*Exercise aim:* Find each line in the rows below that contains the word "hanging", and copy those lines.
━━━━━━━━━━━━━━━━
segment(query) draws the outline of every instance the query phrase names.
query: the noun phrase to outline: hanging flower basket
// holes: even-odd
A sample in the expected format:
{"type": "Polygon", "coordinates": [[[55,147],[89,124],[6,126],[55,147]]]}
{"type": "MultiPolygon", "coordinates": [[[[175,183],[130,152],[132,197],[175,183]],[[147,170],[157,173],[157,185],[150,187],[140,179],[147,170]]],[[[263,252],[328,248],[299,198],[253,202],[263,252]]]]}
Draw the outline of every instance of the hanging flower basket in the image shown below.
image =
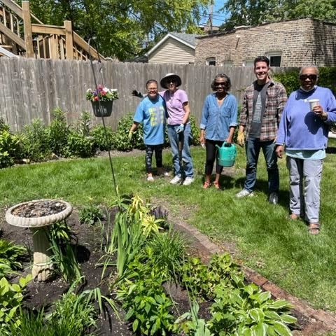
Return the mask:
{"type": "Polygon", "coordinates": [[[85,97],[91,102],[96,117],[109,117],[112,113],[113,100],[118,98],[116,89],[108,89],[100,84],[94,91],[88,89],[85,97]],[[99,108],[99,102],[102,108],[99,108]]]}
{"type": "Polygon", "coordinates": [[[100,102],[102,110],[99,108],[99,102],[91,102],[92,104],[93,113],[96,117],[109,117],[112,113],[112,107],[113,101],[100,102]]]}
━━━━━━━━━━━━━━━━
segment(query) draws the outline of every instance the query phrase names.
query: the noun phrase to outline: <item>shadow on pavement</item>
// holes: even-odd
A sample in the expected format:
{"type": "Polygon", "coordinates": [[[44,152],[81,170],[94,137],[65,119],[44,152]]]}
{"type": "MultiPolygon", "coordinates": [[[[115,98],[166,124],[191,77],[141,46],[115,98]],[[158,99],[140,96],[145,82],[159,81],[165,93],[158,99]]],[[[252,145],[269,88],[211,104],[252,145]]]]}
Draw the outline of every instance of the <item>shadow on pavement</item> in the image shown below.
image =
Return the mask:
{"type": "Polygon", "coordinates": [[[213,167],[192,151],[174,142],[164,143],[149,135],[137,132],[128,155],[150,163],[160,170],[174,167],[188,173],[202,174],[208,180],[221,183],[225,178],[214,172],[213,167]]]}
━━━━━━━━━━━━━━━━
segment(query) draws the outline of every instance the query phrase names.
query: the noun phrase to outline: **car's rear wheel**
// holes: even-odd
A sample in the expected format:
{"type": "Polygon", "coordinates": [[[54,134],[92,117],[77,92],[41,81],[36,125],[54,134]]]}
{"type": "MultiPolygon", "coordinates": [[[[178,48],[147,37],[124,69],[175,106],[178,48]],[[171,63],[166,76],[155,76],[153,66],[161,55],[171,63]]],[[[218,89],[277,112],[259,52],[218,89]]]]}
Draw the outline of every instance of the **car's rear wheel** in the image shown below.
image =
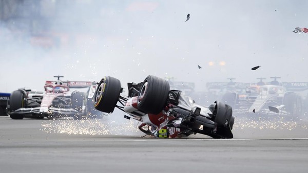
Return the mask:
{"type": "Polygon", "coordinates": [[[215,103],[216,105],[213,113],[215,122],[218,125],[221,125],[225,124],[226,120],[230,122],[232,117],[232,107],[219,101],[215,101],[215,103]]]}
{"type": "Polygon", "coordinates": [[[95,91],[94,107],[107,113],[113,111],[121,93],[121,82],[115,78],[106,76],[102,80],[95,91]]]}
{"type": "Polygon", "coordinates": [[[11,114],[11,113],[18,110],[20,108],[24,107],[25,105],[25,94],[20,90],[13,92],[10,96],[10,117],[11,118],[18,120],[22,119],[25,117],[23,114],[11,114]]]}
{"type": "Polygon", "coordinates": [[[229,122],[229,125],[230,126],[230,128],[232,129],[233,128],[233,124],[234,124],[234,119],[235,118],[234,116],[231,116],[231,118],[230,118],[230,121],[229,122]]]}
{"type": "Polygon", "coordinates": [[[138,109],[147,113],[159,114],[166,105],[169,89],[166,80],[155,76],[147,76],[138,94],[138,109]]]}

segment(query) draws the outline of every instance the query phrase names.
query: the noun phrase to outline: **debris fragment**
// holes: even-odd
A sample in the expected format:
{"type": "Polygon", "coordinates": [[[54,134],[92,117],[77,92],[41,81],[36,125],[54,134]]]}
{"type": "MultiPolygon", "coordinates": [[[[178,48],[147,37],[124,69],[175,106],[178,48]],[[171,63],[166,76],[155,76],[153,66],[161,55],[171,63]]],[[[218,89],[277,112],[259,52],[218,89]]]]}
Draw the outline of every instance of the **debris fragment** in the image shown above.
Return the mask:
━━━━━━━━━━━━━━━━
*Expected output:*
query: the noun phrase to outline: hanging flower basket
Draw the outline of every instance of the hanging flower basket in the image shown below.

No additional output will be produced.